LES FRONTONS
Appartenant à un particulier, le fronton du « Brun », situé Place Lamothe est bien spécifiquement Angloy. Fronton célèbre qui a ses titres de noblesse, car il vit plusieurs souverains assister à de mémorables parties entre de grands champions de la Pelote.
Il a une histoire que voici:
Conseiller Municipal et Secrétaire Général de la Mairie d'Anglet, M.Bernard Danglade avait toujours été séduit par le jeu des grands pelotaris qu'il voyait à Cambo. Ayant notamment assisté au championnat qui opposa le grand Arrué, champion du Monde au jeune Apestéguy (plus tard « Chiquito ») qui lui disputait ce titre et... qui remporta la victoire ! , il résolut de construire un fronton dans sa propriété achetée vers 1841, Place Lamothe qu'il tenait de sa belle-famille et où il avait installé un bureau de tabac-épicerie.
A cette époque, la pelote avait perdu beaucoup de son intérêt à Bayonne. Il n'y avait que le « Trinquet de Saint-André » qui donnait des parties. N'avait-on pas vu le 13 février 1701 le petit-fils de Louis XIV, Philippe V d'Espagne aller jouer à ce Trinquet avec ses deux frères; et, plus tard, le 26 juin 1755, Pierre de Lesseps ne fait-il pas le récit d'une partie de pelote jouée la veille à la Place Grammont ?

ENREGISTREMENTS FOURNIS:
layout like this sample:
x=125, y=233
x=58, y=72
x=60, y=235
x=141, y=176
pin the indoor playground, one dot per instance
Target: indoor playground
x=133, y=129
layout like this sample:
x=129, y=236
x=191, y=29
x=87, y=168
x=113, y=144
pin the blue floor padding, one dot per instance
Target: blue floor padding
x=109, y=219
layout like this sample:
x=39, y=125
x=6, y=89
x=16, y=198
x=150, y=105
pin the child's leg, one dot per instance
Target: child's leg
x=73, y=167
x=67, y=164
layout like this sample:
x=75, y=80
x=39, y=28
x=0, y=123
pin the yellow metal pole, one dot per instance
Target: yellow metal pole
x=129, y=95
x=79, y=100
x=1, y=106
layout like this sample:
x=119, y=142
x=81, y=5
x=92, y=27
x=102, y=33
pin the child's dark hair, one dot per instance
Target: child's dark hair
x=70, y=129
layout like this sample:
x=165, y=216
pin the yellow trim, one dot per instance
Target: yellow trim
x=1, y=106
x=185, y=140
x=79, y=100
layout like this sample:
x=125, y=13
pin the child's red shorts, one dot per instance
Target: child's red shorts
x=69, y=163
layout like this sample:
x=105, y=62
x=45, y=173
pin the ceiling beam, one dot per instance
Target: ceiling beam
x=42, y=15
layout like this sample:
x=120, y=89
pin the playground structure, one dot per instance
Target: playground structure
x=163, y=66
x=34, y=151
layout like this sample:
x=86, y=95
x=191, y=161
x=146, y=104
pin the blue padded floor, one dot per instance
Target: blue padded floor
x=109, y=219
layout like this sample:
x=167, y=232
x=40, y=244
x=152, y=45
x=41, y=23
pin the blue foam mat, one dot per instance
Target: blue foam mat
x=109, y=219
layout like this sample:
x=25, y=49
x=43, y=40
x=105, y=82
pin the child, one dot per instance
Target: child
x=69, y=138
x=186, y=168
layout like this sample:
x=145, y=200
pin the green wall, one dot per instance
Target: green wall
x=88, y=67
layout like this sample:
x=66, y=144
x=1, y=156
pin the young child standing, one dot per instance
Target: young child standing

CONSIGNES:
(a) D'après le texte sur les frontons, quel était le seul lieu de Bayonne qui donnait encore des parties de pelote à cette époque ?
(b) Recopiez le texte sur les frontons depuis « Il a une histoire » jusqu'à « bureau de tabac-épicerie. ».

RÉPONSES:
(a) Le « Trinquet de Saint-André ».

(b)
Il a une histoire que voici:
Conseiller Municipal et Secrétaire Général de la Mairie d'Anglet, M.Bernard Danglade avait toujours été séduit par le jeu des grands pelotaris qu'il voyait à Cambo. Ayant notamment assisté au championnat qui opposa le grand Arrué, champion du Monde au jeune Apestéguy (plus tard « Chiquito ») qui lui disputait ce titre et... qui remporta la victoire ! , il résolut de construire un fronton dans sa propriété achetée vers 1841, Place Lamothe qu'il tenait de sa belle-famille et où il avait installé un bureau de tabac-épicerie.